__Exercise details__
Can you place the data lines, starting at the line containing "Find the crystal" and ending at the line containing "Return every instance of the crystal" (both included), into a Markdown table with a Row column numbering each line and a Line column holding it, skipping any blank lines?

(Saved entries)

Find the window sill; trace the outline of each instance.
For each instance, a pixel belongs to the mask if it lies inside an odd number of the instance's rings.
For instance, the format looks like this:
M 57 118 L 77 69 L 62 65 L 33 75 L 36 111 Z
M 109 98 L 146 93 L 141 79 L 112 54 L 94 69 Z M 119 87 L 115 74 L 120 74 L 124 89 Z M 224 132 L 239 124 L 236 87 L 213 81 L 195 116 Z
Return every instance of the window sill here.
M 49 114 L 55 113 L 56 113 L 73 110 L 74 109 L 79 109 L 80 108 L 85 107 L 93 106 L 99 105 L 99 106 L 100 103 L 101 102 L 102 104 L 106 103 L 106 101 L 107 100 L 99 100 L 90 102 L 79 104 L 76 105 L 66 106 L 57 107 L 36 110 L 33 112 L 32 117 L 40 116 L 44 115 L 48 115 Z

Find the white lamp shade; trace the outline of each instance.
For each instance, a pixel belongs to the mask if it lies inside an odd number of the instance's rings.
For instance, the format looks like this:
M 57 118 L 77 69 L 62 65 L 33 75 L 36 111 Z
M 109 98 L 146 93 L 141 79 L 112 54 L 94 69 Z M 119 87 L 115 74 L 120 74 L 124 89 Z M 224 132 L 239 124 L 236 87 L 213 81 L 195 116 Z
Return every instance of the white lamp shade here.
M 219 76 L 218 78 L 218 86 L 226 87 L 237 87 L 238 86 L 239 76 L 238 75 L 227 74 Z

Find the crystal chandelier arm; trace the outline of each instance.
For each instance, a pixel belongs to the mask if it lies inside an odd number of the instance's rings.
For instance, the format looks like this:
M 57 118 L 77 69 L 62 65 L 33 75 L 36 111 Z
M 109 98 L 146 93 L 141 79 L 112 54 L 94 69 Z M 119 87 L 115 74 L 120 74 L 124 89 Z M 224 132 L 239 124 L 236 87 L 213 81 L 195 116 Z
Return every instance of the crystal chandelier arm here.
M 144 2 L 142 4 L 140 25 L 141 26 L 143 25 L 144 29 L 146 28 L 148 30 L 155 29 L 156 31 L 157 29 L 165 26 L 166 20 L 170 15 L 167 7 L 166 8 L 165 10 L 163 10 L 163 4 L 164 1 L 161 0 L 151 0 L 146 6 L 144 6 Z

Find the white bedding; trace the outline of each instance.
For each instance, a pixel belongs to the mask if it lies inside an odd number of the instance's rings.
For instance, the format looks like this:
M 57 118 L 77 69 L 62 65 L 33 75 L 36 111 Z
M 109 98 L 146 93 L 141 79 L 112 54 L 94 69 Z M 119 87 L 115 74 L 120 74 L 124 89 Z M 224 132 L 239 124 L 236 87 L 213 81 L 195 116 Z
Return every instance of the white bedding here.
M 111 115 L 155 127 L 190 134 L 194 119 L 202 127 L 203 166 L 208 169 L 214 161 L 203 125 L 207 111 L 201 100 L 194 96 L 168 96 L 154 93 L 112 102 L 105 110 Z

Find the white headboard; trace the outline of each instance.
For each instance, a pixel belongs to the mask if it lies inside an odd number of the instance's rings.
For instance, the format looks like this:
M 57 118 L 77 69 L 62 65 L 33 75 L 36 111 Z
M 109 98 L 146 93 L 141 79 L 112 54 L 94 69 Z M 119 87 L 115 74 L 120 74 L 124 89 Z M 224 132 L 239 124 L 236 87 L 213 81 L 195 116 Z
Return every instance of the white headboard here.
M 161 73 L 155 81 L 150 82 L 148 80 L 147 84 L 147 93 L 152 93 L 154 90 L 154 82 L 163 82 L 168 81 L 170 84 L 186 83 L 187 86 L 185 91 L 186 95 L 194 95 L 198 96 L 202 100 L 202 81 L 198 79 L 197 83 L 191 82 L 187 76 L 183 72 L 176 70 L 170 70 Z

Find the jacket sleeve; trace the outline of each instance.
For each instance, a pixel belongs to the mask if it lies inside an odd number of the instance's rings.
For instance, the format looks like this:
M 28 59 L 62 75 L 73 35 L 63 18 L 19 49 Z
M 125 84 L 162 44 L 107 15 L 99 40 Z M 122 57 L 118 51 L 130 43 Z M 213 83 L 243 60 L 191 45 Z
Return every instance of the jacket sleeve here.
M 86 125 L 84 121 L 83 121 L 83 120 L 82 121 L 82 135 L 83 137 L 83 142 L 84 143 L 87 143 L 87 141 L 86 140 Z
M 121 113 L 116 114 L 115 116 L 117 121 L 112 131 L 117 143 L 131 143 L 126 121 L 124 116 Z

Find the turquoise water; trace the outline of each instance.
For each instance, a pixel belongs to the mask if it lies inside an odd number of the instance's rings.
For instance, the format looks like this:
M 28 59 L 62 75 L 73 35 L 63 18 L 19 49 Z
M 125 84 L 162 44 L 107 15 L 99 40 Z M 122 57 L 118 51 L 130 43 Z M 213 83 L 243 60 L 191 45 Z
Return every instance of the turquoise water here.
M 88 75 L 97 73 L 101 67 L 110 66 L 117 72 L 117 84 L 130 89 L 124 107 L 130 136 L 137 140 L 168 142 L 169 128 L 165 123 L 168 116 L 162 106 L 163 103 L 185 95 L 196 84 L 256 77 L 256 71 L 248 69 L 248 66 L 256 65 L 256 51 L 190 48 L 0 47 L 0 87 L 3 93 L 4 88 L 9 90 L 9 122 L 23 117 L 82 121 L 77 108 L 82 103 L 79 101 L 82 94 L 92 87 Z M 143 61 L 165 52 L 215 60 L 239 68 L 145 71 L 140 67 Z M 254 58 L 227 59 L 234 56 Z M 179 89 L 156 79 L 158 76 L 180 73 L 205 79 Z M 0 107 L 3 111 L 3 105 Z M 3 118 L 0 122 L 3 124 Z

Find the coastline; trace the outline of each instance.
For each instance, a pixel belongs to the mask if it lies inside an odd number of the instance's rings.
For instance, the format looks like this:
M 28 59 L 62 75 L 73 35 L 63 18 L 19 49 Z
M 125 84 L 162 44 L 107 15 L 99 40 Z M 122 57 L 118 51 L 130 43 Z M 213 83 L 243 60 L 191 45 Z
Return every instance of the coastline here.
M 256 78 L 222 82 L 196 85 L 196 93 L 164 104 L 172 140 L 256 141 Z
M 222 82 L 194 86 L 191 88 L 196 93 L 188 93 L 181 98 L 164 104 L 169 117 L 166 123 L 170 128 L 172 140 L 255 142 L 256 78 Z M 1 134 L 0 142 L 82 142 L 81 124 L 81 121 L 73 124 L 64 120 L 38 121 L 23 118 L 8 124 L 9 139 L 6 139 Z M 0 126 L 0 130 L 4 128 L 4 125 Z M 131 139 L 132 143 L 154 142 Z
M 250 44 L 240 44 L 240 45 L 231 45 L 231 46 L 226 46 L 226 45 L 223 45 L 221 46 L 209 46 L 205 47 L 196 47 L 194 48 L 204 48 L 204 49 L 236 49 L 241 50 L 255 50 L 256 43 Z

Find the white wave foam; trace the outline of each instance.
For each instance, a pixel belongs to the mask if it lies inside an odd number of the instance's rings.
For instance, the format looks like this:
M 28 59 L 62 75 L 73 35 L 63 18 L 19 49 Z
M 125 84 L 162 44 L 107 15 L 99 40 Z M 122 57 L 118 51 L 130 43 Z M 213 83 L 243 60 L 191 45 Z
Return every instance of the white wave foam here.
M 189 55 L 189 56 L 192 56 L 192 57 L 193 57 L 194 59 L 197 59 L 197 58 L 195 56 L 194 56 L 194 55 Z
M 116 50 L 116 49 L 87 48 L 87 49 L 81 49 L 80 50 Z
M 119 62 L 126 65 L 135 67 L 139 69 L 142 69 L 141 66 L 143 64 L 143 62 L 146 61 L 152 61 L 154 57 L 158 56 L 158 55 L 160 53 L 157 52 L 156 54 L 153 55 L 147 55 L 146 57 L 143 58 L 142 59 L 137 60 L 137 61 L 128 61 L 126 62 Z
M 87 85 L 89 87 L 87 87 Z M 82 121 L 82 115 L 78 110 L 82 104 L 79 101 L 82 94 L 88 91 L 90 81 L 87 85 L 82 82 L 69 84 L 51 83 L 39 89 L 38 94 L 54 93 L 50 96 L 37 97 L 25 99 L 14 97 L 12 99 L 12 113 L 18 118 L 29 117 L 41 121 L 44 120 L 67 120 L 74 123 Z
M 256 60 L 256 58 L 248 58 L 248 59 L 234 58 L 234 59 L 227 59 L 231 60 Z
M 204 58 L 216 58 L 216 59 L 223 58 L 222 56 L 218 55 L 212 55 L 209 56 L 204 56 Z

--

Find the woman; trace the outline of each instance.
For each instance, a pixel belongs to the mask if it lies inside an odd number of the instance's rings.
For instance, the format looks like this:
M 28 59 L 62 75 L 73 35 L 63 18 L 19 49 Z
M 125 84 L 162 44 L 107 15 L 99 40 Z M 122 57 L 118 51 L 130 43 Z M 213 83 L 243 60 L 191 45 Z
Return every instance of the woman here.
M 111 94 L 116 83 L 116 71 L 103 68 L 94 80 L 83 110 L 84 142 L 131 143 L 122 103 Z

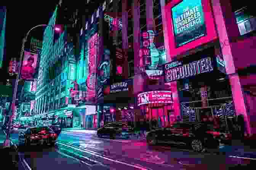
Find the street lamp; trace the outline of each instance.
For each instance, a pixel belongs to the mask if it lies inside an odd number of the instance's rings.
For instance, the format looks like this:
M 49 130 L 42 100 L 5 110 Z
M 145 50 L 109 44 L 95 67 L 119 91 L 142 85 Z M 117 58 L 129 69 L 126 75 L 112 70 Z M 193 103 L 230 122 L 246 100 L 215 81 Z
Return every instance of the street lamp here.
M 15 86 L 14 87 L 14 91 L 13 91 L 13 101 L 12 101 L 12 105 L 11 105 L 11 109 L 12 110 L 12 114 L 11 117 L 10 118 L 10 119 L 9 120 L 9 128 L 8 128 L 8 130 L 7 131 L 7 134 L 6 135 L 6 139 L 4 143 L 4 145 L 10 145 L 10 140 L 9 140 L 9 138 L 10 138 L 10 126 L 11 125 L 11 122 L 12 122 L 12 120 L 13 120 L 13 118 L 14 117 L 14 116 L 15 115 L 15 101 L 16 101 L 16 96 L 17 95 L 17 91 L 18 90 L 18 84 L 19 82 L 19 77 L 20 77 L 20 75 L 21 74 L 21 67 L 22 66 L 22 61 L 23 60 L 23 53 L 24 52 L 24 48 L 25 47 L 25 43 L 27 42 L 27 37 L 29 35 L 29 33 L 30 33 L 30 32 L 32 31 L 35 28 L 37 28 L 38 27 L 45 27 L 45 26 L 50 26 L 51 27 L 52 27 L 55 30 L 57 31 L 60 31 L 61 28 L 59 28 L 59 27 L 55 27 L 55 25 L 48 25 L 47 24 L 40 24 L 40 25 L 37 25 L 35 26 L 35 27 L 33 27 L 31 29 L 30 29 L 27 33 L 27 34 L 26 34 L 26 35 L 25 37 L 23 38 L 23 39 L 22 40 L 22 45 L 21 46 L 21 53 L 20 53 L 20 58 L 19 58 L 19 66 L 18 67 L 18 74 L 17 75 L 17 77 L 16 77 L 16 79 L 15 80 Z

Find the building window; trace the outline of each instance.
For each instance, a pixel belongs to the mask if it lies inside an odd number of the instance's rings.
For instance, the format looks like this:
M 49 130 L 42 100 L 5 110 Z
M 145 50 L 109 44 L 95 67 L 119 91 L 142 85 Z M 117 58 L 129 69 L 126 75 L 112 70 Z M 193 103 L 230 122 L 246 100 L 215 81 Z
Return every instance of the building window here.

__The output__
| Row | Line |
|---|---|
| 1 | Find the crystal chandelier arm; trace the outline of each instance. |
| 2 | For each instance, a pixel belongs to the mask if it lies inside an odd number of the instance's rings. |
| 3 | For instance, the format looks like this: |
| 4 | M 57 118 L 77 69 L 62 65 L 33 75 L 36 111 Z |
| 5 | M 109 98 L 146 93 L 141 79 L 112 54 L 94 69 Z M 119 87 L 115 74 L 120 74 L 124 89 Z M 224 132 L 239 124 L 236 87 L 213 81 L 195 116 Z |
| 6 | Return every instance of the crystal chandelier arm here. |